#### Text passage
The Alumni Weekly provides these pages to the president.
One of the greatest challenges confronting universities— and individual faculty and students—today is not so much mastering new technologies as deciding which ones to embrace and when. No one knows this better than Princeton’s vice president for information technology, Betty Leydon, who has helped us to navigate the digital revolution since 2001 and has kindly agreed to share her thoughts on this subject with you here. — S.M.T.
If you’re reading this on your iPod, as you listen to Glee’s “Don’t Stop Believing” while updating your Facebook status, responding to 10 pending “friend” requests, and replying to a text message from your best friend (who is sitting at the same table as you, watching the latest episode of “30 Rock” on her iPhone), then you probably need read no further. You are a fully engaged member of the millennial generation. If, however, you are reading this on something as quaint as paper and are trying to concentrate despite the loud cell phone conversations around you, you are clearly someone who finds today’s ever-expanding number of new technological devices and tools both amazing and overwhelming. How do we keep up with the dizzying array of new technologies that confront us daily and the information explosion enabled by these technologies? How, as educators and IT professionals, do we chart a course through this technology minefield? How do we determine which technologies to use and when to use them? While no one has an IT crystal ball, there are two “adoption criteria” that I consider helpful in evaluating new technologies and measuring the likelihood that any given application of technology will prove to be successful in higher education and beyond.
Keep it Simple
The first time we access successful websites like Google, MapQuest, or Amazon.com, what immediately strikes us is how simple they are to use. There is a text box in which to enter information and a button on which to click. That’s it. Nothing could be simpler or more powerful. By keeping their interfaces simple and their services focused, these sites have been able to make complex technology compelling and accessible. For the most part, the simpler a technology is to use, the more likely it is to be successful.
Another thing to remember in evaluating new technologies is that it’s not about the technology; it’s about what we can do with the technology. E-mail, word processing, and Web browsing together account for the vast majority of technology use in higher education. These are simple technologies that help manage, organize, and communicate information, tasks that are critical to faculty and students. What about newer technologies? Last June, to give you an example that had an impact on alumni,
Princeton created a website for Reunions optimized for mobile devices. Thousands of alumni visiting campus used their mobile phones to access information about reunion events on the “Reunions Mobile” website. The application was successful because it solved a real problem: how to get the most up-to-date information about reunion activities while walking around on campus.
Every year since 2004, the New Media Center Consortium has published the “Horizon Report,” an extended review of “emerging technologies or practices that are likely to enter mainstream use in learning-focused organizations.” In its 2009 edition, the report listed, among others, the following three technologies that, I believe, will become increasingly relevant for teaching, learning, and research in the next few years:
• Cloud computing (the delivery of infrastructure, platform, and software services via the Internet)
• Geolocation technology (technologies sensitive to location)
• “Personal Web” applications (tools to manage the ways one views the Internet)
These technologies score well on the aforementioned adoption criteria: they focus on ease of use and solving real problems. Cloud computing is making offsite storage and application “hosting” real possibilities for the first time. Location-aware devices and tools are beginning to open up new opportunities in areas such as field research, cultural studies, and medicine. And personal Web applications are helping individuals create customized, personal views of the Internet that support their professional, learning, and other activities, thereby reducing the work involved in being a “knowledge worker.”
The pace of innovation in IT is not slowing down. Over the next two to three years, we will probably see the emergence of a whole new set of mobile devices and display technologies, along with applications designed to present and manipulate information in new ways. As we try to decide which of these technologies are worthy of adoption, for our campus or for ourselves, it will help to remember that the most successful technologies are those that keep things simple and solve real problems.

#### Task prompt
Copy out the passage from the essay on adopting new technologies, starting with "The pace of" and going on through "solve real problems.".

Referring expression data
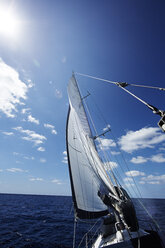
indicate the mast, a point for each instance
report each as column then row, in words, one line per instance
column 87, row 174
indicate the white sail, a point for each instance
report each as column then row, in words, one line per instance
column 86, row 169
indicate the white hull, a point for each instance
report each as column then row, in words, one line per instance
column 119, row 239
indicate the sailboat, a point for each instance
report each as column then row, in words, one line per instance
column 97, row 194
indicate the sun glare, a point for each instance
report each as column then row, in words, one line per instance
column 9, row 24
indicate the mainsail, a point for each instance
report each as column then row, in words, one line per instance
column 87, row 172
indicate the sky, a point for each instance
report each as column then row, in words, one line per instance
column 41, row 43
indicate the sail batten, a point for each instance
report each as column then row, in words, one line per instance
column 86, row 170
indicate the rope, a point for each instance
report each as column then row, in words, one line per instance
column 74, row 233
column 117, row 83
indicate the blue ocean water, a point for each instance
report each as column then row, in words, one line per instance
column 47, row 221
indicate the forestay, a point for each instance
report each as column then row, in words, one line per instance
column 87, row 172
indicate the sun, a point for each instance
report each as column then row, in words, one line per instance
column 9, row 23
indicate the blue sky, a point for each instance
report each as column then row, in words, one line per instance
column 40, row 45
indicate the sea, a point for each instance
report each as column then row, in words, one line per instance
column 48, row 221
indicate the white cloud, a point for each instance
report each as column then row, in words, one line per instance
column 36, row 179
column 8, row 133
column 110, row 165
column 30, row 83
column 25, row 110
column 65, row 159
column 115, row 153
column 12, row 89
column 58, row 94
column 128, row 180
column 134, row 173
column 41, row 149
column 57, row 181
column 28, row 158
column 151, row 179
column 51, row 127
column 42, row 160
column 63, row 60
column 16, row 170
column 31, row 136
column 33, row 120
column 138, row 160
column 159, row 158
column 143, row 138
column 105, row 144
column 106, row 128
column 162, row 149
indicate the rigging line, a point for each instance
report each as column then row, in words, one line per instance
column 74, row 233
column 79, row 166
column 120, row 150
column 103, row 167
column 102, row 116
column 113, row 82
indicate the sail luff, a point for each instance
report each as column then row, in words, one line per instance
column 87, row 174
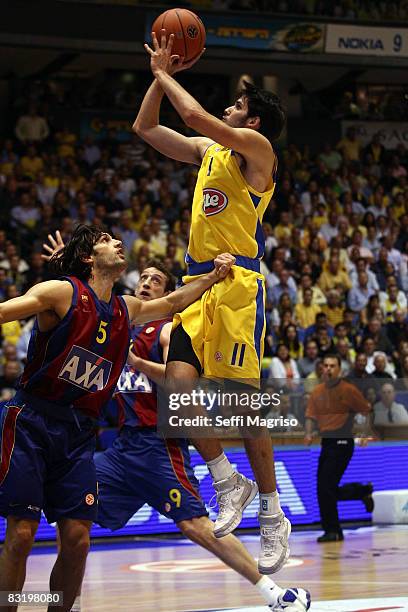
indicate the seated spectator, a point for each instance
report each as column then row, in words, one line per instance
column 283, row 287
column 277, row 315
column 359, row 295
column 306, row 364
column 333, row 309
column 346, row 354
column 289, row 337
column 397, row 328
column 387, row 412
column 334, row 277
column 380, row 366
column 305, row 312
column 391, row 300
column 362, row 266
column 379, row 335
column 31, row 127
column 306, row 282
column 283, row 370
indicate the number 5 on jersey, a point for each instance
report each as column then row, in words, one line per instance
column 101, row 335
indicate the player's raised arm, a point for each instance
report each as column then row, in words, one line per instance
column 50, row 295
column 142, row 312
column 163, row 139
column 243, row 137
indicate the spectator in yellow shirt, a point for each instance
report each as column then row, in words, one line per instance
column 333, row 309
column 334, row 277
column 31, row 163
column 305, row 312
column 350, row 146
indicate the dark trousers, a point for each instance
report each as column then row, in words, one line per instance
column 333, row 461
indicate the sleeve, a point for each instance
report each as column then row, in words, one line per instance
column 358, row 402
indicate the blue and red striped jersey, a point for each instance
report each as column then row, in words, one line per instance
column 79, row 361
column 136, row 394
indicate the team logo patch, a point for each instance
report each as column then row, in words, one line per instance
column 86, row 370
column 90, row 499
column 192, row 31
column 214, row 201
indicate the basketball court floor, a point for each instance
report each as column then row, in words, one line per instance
column 368, row 572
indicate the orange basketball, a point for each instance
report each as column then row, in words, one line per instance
column 188, row 30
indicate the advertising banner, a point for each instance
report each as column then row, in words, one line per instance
column 255, row 33
column 296, row 469
column 391, row 134
column 360, row 40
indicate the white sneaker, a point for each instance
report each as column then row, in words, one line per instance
column 293, row 600
column 275, row 532
column 233, row 496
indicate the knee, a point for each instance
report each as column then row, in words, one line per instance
column 19, row 541
column 199, row 530
column 75, row 542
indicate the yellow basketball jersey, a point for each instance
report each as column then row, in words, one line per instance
column 227, row 212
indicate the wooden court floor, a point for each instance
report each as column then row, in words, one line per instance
column 176, row 576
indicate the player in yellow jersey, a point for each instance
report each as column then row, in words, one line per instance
column 222, row 334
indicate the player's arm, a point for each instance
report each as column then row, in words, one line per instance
column 250, row 143
column 154, row 371
column 163, row 139
column 143, row 312
column 47, row 296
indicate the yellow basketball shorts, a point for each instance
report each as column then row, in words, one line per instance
column 227, row 325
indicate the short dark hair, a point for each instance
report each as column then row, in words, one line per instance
column 70, row 260
column 268, row 107
column 333, row 356
column 157, row 263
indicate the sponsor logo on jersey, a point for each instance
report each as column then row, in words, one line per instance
column 131, row 381
column 86, row 370
column 214, row 201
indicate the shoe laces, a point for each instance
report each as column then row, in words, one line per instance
column 270, row 539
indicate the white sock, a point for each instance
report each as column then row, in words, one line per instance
column 76, row 606
column 269, row 503
column 269, row 590
column 220, row 468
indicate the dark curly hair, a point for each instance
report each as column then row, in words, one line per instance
column 70, row 260
column 268, row 107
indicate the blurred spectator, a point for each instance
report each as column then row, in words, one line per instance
column 31, row 127
column 387, row 411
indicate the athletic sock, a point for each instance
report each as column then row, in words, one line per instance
column 220, row 468
column 269, row 590
column 269, row 503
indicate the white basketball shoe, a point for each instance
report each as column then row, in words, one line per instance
column 275, row 532
column 233, row 495
column 292, row 600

#### Your solution
The pace of innovation in IT is not slowing down. Over the next two to three years, we will probably see the emergence of a whole new set of mobile devices and display technologies, along with applications designed to present and manipulate information in new ways. As we try to decide which of these technologies are worthy of adoption, for our campus or for ourselves, it will help to remember that the most successful technologies are those that keep things simple and solve real problems.